Task item
Search the listing for the word "white" and say how many lines have it, nothing besides.

Material for this task
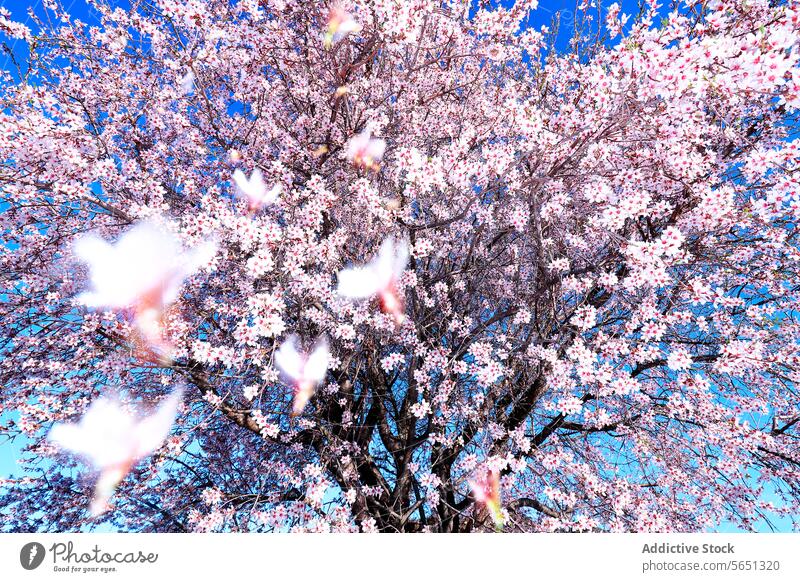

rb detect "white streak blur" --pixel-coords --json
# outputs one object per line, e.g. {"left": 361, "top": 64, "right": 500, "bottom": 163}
{"left": 336, "top": 237, "right": 408, "bottom": 299}
{"left": 232, "top": 168, "right": 281, "bottom": 210}
{"left": 49, "top": 389, "right": 183, "bottom": 515}
{"left": 74, "top": 220, "right": 217, "bottom": 310}
{"left": 275, "top": 336, "right": 330, "bottom": 415}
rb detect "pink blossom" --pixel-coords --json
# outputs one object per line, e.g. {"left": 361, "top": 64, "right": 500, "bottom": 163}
{"left": 667, "top": 348, "right": 693, "bottom": 371}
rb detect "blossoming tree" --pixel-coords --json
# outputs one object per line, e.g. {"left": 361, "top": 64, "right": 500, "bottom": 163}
{"left": 1, "top": 0, "right": 799, "bottom": 533}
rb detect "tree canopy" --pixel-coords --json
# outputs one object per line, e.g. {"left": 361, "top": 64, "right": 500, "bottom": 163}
{"left": 1, "top": 0, "right": 799, "bottom": 532}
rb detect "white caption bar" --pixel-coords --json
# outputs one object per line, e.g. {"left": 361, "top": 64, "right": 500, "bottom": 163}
{"left": 2, "top": 533, "right": 798, "bottom": 581}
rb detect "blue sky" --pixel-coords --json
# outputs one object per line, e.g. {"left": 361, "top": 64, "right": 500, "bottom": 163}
{"left": 0, "top": 0, "right": 598, "bottom": 73}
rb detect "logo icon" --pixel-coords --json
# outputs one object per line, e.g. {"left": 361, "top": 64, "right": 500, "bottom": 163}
{"left": 20, "top": 542, "right": 46, "bottom": 570}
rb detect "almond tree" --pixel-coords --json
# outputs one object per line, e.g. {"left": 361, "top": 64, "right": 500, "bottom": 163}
{"left": 1, "top": 0, "right": 799, "bottom": 532}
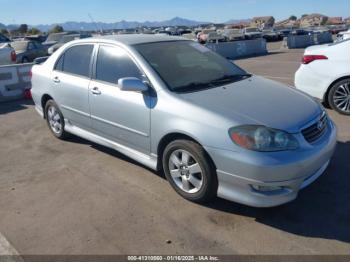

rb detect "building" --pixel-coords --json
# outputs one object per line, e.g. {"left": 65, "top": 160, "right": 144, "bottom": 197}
{"left": 299, "top": 14, "right": 328, "bottom": 27}
{"left": 345, "top": 17, "right": 350, "bottom": 24}
{"left": 327, "top": 17, "right": 344, "bottom": 25}
{"left": 275, "top": 19, "right": 299, "bottom": 28}
{"left": 251, "top": 16, "right": 275, "bottom": 28}
{"left": 225, "top": 21, "right": 251, "bottom": 29}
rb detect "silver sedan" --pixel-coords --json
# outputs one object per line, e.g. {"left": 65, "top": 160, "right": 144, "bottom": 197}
{"left": 31, "top": 35, "right": 337, "bottom": 207}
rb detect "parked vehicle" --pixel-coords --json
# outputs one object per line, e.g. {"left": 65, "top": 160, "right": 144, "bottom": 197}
{"left": 0, "top": 33, "right": 10, "bottom": 43}
{"left": 42, "top": 32, "right": 69, "bottom": 48}
{"left": 292, "top": 29, "right": 311, "bottom": 36}
{"left": 25, "top": 35, "right": 48, "bottom": 43}
{"left": 31, "top": 35, "right": 337, "bottom": 207}
{"left": 206, "top": 32, "right": 226, "bottom": 43}
{"left": 223, "top": 29, "right": 245, "bottom": 41}
{"left": 197, "top": 29, "right": 216, "bottom": 44}
{"left": 243, "top": 27, "right": 262, "bottom": 39}
{"left": 337, "top": 29, "right": 350, "bottom": 41}
{"left": 0, "top": 43, "right": 16, "bottom": 65}
{"left": 295, "top": 38, "right": 350, "bottom": 115}
{"left": 10, "top": 40, "right": 48, "bottom": 63}
{"left": 277, "top": 28, "right": 292, "bottom": 37}
{"left": 262, "top": 29, "right": 282, "bottom": 41}
{"left": 48, "top": 34, "right": 91, "bottom": 55}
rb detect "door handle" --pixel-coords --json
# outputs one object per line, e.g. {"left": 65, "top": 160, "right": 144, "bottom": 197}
{"left": 91, "top": 87, "right": 102, "bottom": 95}
{"left": 53, "top": 76, "right": 60, "bottom": 83}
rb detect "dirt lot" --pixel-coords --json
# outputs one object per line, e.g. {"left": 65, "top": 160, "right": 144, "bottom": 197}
{"left": 0, "top": 45, "right": 350, "bottom": 256}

Task solution
2